# Required task
Substitute "exposed leg" for "bare leg" in the lines from the first one through the line containing "left=77, top=107, right=82, bottom=119", changing nothing else, and return only those lines.

#### Supplied material

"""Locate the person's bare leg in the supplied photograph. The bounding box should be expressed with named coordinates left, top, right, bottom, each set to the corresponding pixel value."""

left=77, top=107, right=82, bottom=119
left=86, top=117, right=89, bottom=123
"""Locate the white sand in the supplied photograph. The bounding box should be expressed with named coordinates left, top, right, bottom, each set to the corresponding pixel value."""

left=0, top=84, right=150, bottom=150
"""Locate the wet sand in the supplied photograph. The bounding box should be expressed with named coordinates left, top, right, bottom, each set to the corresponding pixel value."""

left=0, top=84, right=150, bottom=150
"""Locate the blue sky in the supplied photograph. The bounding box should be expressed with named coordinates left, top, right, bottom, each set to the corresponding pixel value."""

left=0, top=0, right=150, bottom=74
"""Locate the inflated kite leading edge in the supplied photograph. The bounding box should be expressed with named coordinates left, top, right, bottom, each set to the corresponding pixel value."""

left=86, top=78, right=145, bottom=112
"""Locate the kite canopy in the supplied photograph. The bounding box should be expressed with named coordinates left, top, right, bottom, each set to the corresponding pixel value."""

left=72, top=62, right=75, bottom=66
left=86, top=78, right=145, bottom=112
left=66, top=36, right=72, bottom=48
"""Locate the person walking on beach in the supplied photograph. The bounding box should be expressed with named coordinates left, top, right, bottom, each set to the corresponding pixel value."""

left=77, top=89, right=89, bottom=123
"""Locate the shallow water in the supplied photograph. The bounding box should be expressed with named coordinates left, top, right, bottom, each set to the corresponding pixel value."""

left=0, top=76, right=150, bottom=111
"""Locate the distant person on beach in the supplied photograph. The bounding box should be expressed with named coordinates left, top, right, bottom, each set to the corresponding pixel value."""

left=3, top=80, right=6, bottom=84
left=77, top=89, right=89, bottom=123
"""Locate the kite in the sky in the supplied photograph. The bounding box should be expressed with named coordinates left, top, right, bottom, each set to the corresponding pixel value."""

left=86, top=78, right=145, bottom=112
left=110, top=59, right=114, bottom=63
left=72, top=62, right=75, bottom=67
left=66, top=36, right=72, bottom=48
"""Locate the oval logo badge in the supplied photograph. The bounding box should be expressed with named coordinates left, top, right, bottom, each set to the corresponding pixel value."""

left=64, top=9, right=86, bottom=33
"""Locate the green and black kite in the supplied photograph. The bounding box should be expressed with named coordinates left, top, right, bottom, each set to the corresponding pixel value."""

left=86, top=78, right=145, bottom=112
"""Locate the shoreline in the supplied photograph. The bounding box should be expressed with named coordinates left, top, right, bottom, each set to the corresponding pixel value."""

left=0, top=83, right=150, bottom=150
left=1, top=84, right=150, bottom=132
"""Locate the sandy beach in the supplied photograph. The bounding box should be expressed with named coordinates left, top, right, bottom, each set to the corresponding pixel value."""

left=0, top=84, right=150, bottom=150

########

# Answer to the task
"""Locate the person's exposed leg in the supplied photograph. The bounding box should be expressed with named coordinates left, top, right, bottom, each set to the corresponding pixel value."""

left=77, top=107, right=82, bottom=119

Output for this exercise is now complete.